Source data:
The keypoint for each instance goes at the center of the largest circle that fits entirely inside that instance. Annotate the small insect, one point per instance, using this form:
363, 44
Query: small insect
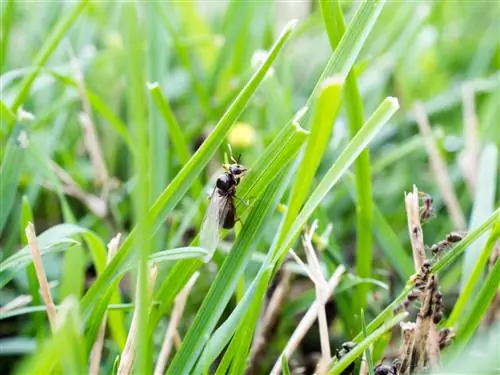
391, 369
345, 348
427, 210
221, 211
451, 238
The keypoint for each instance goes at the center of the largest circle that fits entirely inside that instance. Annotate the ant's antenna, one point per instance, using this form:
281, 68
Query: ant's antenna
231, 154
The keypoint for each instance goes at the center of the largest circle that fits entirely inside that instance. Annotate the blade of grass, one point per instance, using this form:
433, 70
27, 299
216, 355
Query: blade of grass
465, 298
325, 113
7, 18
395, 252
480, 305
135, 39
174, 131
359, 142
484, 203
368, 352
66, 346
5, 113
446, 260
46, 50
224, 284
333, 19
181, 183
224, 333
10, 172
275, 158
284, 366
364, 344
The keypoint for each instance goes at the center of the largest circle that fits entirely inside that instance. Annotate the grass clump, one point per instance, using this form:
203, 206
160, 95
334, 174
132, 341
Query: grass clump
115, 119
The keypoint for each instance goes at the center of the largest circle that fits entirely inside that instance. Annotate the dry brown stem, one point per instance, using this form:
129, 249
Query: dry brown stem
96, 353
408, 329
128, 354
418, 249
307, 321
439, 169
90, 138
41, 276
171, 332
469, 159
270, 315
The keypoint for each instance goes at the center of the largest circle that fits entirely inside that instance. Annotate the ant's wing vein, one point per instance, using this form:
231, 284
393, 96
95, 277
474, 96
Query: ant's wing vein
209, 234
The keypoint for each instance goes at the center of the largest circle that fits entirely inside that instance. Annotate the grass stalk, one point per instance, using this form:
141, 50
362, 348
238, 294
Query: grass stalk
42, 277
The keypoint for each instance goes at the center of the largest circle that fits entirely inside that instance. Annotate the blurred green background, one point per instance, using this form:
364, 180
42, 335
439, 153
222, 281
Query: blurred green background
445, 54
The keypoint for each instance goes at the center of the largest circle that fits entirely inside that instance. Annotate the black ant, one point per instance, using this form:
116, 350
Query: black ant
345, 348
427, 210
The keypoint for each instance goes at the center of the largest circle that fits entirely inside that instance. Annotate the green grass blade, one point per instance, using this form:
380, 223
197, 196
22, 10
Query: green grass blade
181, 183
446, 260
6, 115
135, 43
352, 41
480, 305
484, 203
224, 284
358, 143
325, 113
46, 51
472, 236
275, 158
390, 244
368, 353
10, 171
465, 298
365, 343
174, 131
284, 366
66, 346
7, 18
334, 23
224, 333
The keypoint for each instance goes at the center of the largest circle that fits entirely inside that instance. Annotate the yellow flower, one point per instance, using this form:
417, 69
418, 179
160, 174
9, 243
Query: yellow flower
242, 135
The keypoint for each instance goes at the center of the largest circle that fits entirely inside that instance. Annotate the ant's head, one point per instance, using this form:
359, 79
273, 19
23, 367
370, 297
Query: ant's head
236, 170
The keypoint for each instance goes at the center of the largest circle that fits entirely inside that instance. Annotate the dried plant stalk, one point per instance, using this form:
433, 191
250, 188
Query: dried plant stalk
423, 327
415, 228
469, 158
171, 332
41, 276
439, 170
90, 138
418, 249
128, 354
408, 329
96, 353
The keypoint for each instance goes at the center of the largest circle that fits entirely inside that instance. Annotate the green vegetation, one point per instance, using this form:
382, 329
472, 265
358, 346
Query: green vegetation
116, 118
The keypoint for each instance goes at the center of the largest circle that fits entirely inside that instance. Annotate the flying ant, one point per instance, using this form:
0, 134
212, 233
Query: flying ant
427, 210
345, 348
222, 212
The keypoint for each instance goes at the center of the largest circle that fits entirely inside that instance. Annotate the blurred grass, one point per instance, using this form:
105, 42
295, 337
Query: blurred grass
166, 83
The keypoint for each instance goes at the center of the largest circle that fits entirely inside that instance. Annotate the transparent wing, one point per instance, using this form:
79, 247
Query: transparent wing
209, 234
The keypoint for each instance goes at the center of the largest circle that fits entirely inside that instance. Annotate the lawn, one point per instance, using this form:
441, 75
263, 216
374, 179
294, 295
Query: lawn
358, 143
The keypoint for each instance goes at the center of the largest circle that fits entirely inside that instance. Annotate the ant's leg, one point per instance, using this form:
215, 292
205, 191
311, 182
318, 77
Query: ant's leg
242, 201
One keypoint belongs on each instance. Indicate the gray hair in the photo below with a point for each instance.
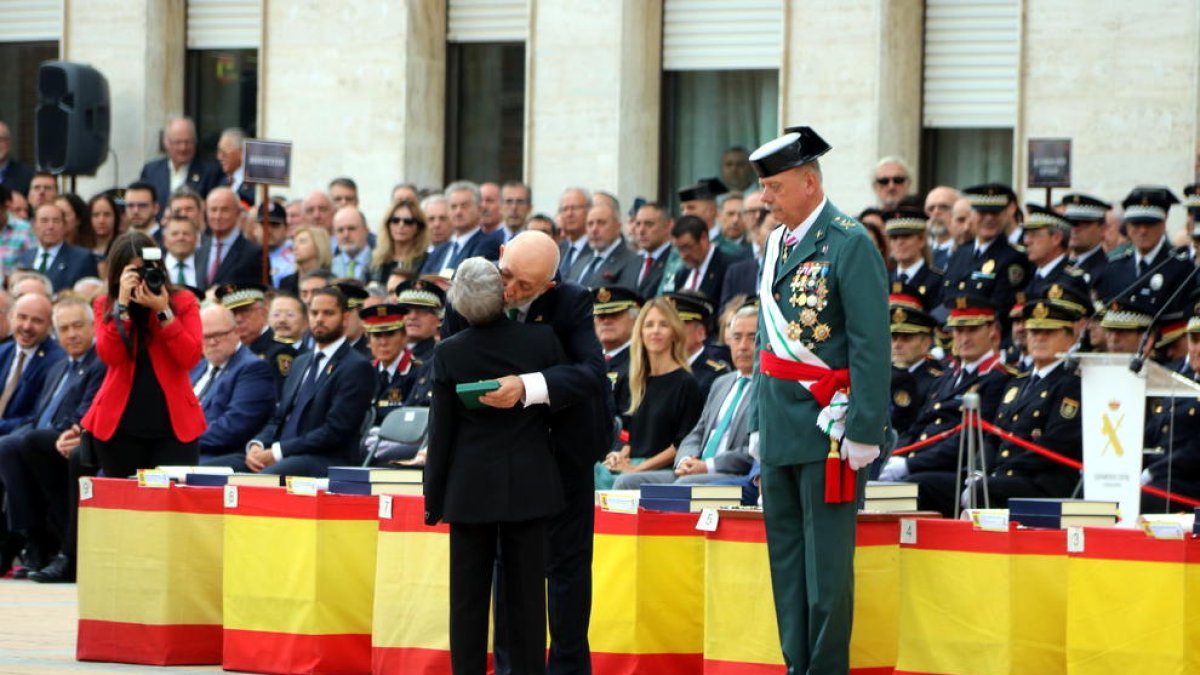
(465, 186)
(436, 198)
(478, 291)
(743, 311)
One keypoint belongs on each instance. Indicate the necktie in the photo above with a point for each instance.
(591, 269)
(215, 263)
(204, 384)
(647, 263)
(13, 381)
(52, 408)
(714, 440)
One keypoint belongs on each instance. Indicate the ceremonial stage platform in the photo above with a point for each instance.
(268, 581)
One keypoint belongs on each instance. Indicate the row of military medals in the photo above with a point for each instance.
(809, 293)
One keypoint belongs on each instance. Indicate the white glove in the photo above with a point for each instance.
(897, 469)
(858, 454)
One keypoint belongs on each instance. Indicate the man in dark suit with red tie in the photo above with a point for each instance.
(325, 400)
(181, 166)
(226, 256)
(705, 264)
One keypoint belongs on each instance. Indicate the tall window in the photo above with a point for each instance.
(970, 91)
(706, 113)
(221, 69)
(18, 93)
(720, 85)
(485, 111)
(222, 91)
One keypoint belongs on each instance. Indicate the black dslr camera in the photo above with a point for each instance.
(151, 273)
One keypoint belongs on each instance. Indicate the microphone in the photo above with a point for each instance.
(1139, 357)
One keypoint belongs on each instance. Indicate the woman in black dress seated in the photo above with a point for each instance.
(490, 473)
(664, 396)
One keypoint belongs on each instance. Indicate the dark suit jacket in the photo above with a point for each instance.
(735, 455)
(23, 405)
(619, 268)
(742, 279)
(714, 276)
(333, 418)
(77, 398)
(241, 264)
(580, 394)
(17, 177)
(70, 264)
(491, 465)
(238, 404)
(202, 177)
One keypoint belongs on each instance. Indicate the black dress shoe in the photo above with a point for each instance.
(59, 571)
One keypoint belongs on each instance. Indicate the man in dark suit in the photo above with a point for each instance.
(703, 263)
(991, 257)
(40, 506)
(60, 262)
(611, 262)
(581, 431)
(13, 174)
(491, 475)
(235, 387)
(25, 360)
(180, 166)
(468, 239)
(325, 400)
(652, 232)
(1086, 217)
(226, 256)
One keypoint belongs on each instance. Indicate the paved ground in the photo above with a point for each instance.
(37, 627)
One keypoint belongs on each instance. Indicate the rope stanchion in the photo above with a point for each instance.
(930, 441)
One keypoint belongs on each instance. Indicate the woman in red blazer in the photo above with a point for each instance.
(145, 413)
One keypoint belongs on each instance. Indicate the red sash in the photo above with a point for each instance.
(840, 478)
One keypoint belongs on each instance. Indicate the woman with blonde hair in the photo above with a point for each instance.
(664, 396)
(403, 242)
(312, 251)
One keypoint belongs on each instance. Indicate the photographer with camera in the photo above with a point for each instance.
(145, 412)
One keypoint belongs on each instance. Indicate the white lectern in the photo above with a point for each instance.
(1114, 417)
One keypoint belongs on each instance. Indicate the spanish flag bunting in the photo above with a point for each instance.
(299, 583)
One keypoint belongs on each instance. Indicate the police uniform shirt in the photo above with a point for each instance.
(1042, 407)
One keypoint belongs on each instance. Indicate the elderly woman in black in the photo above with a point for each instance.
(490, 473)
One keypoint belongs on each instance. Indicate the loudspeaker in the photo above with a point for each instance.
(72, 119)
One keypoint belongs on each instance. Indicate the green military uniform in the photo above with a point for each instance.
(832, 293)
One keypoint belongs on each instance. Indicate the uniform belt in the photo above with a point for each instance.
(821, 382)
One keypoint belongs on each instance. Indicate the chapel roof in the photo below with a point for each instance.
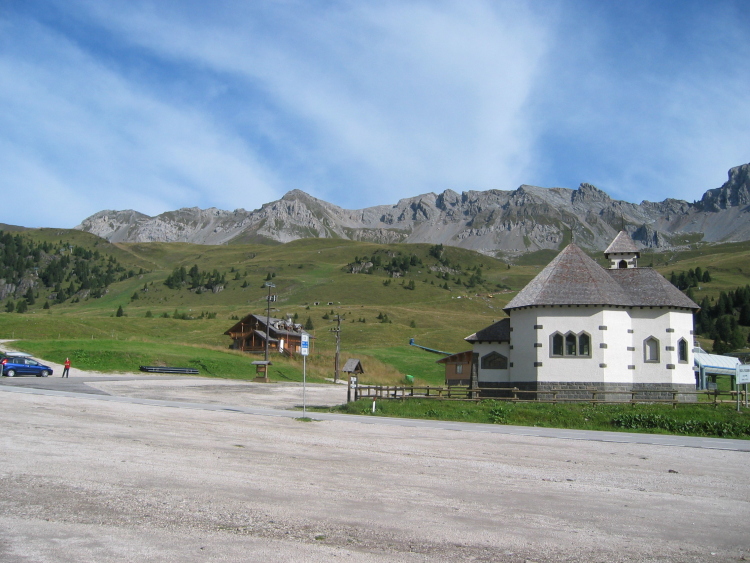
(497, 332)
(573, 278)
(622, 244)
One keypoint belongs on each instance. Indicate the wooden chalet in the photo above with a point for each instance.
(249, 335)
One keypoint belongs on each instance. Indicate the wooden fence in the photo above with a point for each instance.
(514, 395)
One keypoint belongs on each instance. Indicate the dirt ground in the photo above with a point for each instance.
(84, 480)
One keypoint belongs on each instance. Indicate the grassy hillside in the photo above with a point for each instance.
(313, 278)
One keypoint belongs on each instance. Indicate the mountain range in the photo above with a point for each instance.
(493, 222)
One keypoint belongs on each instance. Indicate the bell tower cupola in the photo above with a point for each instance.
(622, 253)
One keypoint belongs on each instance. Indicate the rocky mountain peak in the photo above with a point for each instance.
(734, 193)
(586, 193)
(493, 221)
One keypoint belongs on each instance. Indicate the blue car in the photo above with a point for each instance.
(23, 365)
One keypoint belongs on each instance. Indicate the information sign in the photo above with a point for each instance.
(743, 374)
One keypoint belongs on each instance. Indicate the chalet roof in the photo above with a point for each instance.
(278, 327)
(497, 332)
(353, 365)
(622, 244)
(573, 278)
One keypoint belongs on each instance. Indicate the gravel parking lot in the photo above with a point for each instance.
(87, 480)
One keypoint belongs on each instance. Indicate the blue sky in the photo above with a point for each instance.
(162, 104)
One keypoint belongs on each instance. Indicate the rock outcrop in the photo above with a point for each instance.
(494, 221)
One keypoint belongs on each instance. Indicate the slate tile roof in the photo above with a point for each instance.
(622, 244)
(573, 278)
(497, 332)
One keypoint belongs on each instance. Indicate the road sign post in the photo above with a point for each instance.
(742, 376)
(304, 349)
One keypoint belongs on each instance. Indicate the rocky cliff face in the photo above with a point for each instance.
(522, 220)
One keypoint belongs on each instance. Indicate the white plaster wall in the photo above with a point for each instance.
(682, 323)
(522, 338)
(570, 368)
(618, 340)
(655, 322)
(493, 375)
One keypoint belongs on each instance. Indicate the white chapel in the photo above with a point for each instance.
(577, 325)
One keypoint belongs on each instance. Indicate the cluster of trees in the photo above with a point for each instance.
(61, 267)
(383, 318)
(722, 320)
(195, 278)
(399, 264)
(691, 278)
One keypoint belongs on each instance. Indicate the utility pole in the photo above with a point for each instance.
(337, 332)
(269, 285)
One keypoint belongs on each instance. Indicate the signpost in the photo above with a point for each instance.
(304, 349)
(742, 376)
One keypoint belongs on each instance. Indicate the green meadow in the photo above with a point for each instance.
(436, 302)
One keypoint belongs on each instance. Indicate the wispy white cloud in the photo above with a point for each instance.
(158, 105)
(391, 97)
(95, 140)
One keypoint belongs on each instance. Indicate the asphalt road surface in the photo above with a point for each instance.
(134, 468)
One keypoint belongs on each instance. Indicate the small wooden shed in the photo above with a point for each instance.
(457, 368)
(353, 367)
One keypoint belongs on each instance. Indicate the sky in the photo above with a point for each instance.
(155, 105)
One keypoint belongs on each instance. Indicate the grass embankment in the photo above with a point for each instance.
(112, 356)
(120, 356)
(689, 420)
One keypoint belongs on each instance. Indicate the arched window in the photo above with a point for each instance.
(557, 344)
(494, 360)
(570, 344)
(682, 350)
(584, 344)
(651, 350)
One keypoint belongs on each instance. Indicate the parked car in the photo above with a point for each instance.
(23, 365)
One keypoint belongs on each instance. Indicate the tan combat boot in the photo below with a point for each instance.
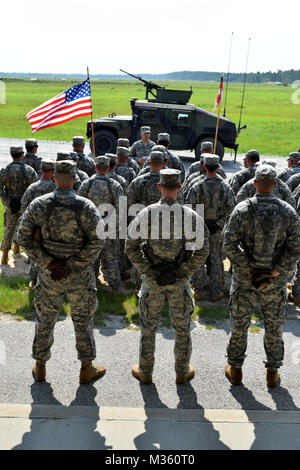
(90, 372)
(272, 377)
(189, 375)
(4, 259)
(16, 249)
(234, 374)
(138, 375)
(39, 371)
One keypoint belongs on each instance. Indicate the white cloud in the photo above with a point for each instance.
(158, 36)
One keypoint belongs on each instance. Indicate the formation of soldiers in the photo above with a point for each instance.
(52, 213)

## Activity
Beginning at the line with "One keypoint belongs on each instance. Indicate the sky", reproduce each line exactly through the last line of the records above, with pictures left out.

## Written reply
One keypoint belongs on each instance. Indicate the sky in the photo above with a point for each instance.
(155, 105)
One keypoint belongs on each instance. Indicate the grass embankment in the photo above with a point for each instance.
(112, 356)
(120, 356)
(689, 420)
One keypoint belongs on each instance. Indicate the arched window in the photo above with a point for each instance.
(557, 344)
(494, 360)
(570, 344)
(682, 350)
(584, 344)
(651, 350)
One keypoint belongs on each instance. Indicate the parked car in the photo above with a point for each instance.
(23, 365)
One keypoint belongs on each instance. Indicate the tan combat boot in the photo below with a point for each instance.
(90, 372)
(272, 377)
(189, 375)
(4, 259)
(16, 249)
(234, 374)
(138, 375)
(39, 371)
One keypoint belongs on each instance. Indicate the white cloud in the photo above with a point for each instance.
(158, 36)
One keypoint belongs on each instance. Indicate the formation of soldiers in the photo above with a point for each instance.
(52, 213)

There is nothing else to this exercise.